======== Input ========
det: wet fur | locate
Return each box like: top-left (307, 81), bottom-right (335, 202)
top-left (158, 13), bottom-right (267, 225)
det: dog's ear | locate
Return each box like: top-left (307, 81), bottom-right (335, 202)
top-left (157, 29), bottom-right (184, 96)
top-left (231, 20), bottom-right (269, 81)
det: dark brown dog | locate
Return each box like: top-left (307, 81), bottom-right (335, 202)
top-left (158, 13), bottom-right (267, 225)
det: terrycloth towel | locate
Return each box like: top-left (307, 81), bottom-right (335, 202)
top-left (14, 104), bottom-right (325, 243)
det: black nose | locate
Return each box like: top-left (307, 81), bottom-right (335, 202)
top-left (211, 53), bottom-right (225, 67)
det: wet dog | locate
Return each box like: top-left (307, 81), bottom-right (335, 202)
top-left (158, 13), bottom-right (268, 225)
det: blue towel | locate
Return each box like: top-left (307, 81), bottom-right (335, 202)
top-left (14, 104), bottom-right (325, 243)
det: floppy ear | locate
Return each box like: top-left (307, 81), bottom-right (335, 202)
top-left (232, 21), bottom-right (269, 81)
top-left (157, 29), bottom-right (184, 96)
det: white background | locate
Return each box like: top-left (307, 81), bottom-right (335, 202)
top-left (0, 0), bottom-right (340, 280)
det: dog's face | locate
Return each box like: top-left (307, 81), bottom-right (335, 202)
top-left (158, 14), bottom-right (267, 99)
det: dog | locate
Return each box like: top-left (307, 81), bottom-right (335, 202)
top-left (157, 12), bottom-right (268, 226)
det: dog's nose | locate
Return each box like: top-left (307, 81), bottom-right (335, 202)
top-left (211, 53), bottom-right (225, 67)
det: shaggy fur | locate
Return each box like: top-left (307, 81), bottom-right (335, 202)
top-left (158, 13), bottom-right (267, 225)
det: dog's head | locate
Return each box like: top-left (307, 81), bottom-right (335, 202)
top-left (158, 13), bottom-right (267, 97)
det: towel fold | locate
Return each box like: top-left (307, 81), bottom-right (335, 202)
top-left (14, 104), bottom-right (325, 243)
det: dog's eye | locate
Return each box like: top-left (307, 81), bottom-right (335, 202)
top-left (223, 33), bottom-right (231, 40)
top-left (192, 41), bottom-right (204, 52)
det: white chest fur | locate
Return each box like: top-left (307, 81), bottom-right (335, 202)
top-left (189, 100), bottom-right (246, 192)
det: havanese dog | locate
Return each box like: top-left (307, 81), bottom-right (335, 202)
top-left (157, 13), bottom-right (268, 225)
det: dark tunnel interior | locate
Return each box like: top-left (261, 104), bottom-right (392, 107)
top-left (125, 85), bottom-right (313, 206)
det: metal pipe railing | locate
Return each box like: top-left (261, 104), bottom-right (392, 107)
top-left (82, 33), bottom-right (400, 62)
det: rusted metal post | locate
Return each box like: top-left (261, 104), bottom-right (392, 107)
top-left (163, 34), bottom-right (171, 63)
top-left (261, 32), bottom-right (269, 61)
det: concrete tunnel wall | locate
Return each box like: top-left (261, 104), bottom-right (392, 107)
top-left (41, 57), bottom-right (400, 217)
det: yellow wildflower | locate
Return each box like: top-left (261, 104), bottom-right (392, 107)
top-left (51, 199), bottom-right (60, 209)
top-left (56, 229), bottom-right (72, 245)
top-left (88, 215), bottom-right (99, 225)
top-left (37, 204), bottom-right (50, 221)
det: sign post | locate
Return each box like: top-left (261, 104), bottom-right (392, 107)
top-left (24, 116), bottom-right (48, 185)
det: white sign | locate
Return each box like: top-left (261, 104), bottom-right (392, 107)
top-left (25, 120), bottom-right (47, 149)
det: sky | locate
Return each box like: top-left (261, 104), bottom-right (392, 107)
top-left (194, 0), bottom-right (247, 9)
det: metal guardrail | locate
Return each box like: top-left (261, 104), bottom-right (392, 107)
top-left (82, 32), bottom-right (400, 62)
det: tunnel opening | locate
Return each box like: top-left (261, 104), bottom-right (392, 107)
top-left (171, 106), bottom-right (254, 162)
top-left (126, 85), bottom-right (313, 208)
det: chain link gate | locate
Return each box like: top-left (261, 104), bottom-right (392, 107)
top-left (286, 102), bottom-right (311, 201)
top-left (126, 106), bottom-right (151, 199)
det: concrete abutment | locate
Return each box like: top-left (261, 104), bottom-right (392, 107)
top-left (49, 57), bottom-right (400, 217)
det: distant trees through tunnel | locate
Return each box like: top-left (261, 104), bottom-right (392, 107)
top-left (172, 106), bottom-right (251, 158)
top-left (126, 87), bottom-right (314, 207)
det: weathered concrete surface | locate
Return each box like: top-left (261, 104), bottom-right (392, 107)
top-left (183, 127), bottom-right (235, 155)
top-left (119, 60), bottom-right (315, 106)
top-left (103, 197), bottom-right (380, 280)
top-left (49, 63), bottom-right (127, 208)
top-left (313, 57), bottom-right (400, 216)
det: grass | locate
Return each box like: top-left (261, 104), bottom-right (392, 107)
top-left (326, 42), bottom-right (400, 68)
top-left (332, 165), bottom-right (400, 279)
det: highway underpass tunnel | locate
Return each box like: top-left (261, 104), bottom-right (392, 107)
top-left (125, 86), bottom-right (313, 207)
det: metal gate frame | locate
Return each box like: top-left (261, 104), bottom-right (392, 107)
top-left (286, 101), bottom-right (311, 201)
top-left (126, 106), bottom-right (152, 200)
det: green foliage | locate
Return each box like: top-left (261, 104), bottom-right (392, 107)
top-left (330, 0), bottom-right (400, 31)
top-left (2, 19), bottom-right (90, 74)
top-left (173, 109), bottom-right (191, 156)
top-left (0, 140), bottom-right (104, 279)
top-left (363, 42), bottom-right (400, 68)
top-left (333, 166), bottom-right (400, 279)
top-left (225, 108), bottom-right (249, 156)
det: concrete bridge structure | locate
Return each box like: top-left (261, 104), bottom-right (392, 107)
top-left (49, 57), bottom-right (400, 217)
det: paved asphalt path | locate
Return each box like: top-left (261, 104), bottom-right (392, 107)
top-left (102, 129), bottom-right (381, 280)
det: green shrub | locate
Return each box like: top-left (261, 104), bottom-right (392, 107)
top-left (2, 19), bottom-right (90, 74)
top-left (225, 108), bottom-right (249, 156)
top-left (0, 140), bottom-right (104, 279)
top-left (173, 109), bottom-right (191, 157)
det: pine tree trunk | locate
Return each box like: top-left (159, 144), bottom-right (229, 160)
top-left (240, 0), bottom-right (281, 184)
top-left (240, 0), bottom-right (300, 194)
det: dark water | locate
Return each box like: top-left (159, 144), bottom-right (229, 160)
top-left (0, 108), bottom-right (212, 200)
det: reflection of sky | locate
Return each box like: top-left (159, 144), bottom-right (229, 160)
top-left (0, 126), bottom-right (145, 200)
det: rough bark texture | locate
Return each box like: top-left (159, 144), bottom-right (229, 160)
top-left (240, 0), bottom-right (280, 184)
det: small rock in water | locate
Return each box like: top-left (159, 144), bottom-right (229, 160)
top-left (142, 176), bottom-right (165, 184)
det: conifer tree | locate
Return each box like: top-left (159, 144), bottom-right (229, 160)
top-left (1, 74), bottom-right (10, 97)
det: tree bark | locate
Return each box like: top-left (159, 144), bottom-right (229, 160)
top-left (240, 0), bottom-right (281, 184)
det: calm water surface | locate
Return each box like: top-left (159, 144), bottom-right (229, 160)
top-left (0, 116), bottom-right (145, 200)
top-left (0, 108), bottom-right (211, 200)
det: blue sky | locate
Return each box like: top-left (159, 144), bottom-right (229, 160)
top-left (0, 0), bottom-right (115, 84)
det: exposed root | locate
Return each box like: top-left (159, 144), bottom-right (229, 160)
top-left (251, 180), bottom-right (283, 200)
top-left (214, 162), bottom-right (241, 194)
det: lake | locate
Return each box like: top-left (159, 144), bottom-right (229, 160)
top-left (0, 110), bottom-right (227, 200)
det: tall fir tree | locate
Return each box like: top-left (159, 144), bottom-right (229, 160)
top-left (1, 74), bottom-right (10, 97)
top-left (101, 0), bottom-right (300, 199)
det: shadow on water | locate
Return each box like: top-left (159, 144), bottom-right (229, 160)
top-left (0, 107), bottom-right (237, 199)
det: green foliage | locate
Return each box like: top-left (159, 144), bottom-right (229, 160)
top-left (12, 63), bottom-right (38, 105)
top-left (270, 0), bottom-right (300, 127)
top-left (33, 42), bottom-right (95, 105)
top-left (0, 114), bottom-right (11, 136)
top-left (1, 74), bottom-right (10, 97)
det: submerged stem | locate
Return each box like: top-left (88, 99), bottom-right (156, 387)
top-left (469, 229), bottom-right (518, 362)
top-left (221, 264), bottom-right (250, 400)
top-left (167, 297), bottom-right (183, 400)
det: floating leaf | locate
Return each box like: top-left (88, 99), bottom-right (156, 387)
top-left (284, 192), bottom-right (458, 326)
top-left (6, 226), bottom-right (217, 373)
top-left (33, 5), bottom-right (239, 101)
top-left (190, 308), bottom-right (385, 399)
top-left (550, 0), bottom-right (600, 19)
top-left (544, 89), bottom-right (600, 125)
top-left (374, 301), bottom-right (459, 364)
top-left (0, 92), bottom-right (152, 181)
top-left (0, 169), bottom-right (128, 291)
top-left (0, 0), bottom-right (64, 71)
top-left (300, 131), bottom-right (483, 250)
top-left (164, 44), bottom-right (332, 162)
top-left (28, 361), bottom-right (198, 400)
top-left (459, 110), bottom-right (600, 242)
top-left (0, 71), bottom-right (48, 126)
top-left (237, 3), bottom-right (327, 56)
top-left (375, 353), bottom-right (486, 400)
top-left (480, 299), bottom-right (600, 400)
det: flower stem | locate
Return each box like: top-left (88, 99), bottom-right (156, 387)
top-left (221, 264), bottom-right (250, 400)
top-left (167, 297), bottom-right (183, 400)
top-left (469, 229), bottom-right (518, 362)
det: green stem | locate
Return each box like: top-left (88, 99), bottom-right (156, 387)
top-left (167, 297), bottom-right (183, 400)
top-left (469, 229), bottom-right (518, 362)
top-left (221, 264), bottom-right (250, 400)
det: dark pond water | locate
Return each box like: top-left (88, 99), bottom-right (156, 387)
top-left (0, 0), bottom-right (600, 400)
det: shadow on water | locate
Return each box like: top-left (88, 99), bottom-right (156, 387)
========
-- What needs to be done --
Recast the rows from the line containing "det: dark pond water | locate" through the end of the rows, inclusive, as a numbered list with blank lines left out.

-- Reply to the task --
1. det: dark pond water | locate
2. Return each box like: top-left (88, 99), bottom-right (156, 387)
3. top-left (0, 0), bottom-right (600, 400)
4. det: shadow on water | locate
5. Return each box like: top-left (88, 99), bottom-right (156, 387)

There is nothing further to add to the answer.